--- Source extract ---

Identification of allelic regions and allelic genes

To obtain a subset of the A. vaga genome with high-confidence ploidy, we identified genomic regions that could be assigned into pairs of highly similar segments with conserved gene order. We initially searched for collinear groups of genes within the assembled A. vaga reference genome using MCScanX²⁸ (available at http://chibba.pgml.uga.edu/mcscan2/MCScanX.zip; accessed August 28, 2017) with an E-value cut-off of ≤1 × 10⁻⁵. MCScanX was run on the results of all-versus-all blastp search of the proteins predicted in the L1 diploid assembly. BLAST results were restricted to hits with E-value ≤1 × 10⁻¹⁰ with the maximum number of target sequences to output per query sequence set to 5.

--- Supplied information ---
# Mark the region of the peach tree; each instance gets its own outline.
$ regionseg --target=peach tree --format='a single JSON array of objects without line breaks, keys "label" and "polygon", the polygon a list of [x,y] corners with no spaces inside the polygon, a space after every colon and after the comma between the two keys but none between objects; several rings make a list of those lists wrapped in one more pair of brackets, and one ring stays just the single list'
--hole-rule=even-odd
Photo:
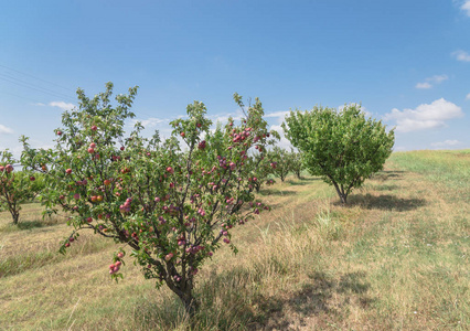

--- Problem set ---
1. Reproduce the section of the passage on allelic regions in the A. vaga genome starting with "To obtain a" and going on through "sequence set to 5.".
2. Carry the passage on allelic regions in the A. vaga genome further, picking up after its last sentence.
The material placed between the text and these tasks was taken from a separate source.

--- Per-task outputs ---
1.
To obtain a subset of the A. vaga genome with high-confidence ploidy, we identified genomic regions that could be assigned into pairs of highly similar segments with conserved gene order. We initially searched for collinear groups of genes within the assembled A. vaga reference genome using MCScanX²⁸ (available at http://chibba.pgml.uga.edu/mcscan2/MCScanX.zip; accessed August 28, 2017) with an E-value cut-off of ≤1 × 10⁻⁵. MCScanX was run on the results of all-versus-all blastp search of the proteins predicted in the L1 diploid assembly. BLAST results were restricted to hits with E-value ≤1 × 10⁻¹⁰ with the maximum number of target sequences to output per query sequence set to 5.

2.
To focus on the genomic regions for which ploidy could be inferred with high certainty, we extracted the subset of ‘allelic regions’ defined as collinear blocks with a high degree of collinearity (fraction of collinear genes in a block ≥0.7) and low synonymous divergence (average Ks ≤ 0.2). Coordinates of allelic regions were mapped into the coordinate system of the haploid sub-assembly, and only those regions that were fully contained within boundaries of the haploid contigs were retained. In addition, we delineated the subset of ‘allelic genes’ composed of collinear gene pairs embedded in allelic regions. Detailed descriptions of the procedure and of the obtained subsets are available in Supplementary Methods.

In contrast with the first published genome of A. vaga where multiple instances of collinear regions residing on the same contig and organized as palindromes were detected, we identified only a single palindrome. Although our relatively low N50 value does not allow a detailed analysis, this finding is in line with the findings of Nowell et al. who have not detected palindromes in the genome assembly of another Adineta species, A. ricciae¹³.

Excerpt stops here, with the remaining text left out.